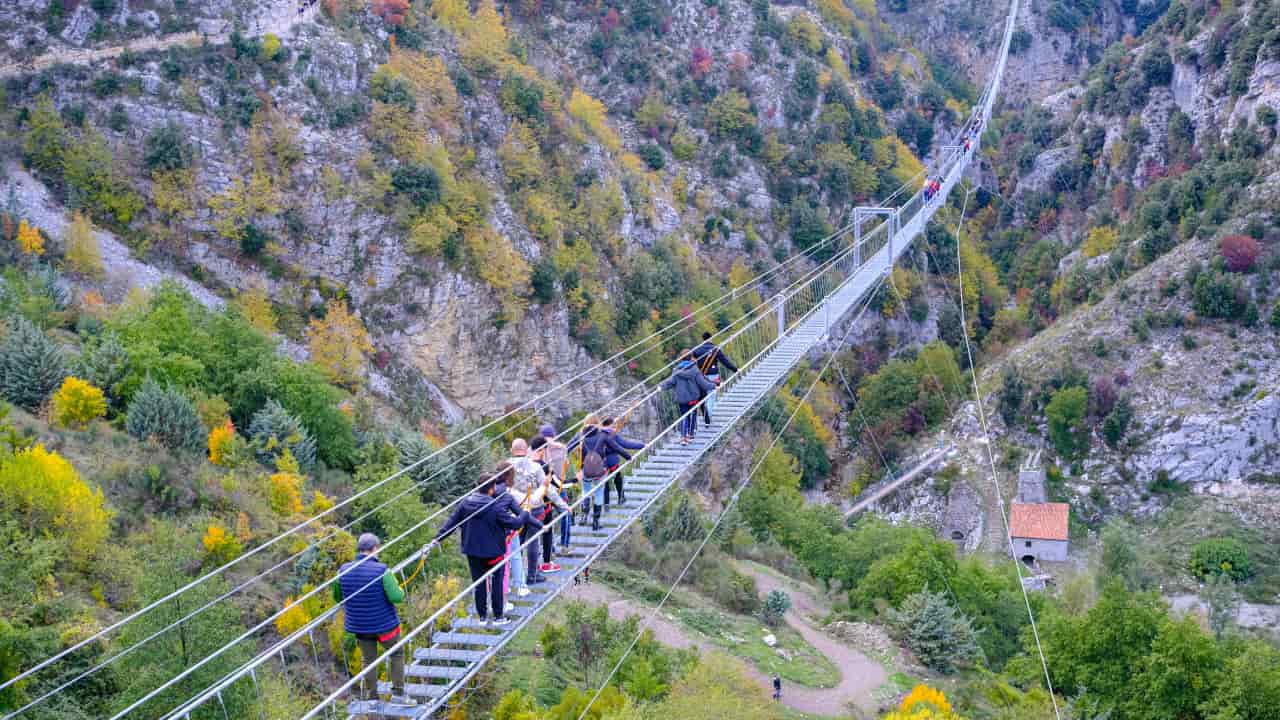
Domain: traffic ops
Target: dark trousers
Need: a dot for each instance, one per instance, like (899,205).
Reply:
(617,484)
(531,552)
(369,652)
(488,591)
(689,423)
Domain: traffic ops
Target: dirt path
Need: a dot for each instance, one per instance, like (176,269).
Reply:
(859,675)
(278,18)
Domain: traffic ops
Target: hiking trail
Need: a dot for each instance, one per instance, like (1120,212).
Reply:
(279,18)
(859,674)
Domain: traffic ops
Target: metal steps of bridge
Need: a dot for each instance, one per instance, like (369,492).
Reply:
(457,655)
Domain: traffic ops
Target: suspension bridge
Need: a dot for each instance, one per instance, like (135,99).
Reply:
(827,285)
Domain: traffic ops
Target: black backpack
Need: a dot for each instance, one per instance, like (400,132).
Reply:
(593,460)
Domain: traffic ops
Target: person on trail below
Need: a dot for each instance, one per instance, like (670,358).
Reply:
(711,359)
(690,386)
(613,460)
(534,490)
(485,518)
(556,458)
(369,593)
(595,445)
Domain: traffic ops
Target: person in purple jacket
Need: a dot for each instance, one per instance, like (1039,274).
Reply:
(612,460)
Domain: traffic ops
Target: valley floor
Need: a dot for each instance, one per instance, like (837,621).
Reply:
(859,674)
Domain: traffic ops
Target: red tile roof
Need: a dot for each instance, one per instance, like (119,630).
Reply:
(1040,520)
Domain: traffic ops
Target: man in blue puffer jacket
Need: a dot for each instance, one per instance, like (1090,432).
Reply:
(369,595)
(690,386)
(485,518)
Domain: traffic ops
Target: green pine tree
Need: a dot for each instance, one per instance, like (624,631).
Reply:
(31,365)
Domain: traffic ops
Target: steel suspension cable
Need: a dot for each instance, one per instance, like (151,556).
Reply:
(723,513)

______________________________

▶ WHAT YOU SHOULD DO
Select and copy every line of the material that holds the string "trail".

▶ THE ANSWER
Target: hiking trail
Target: person on trail below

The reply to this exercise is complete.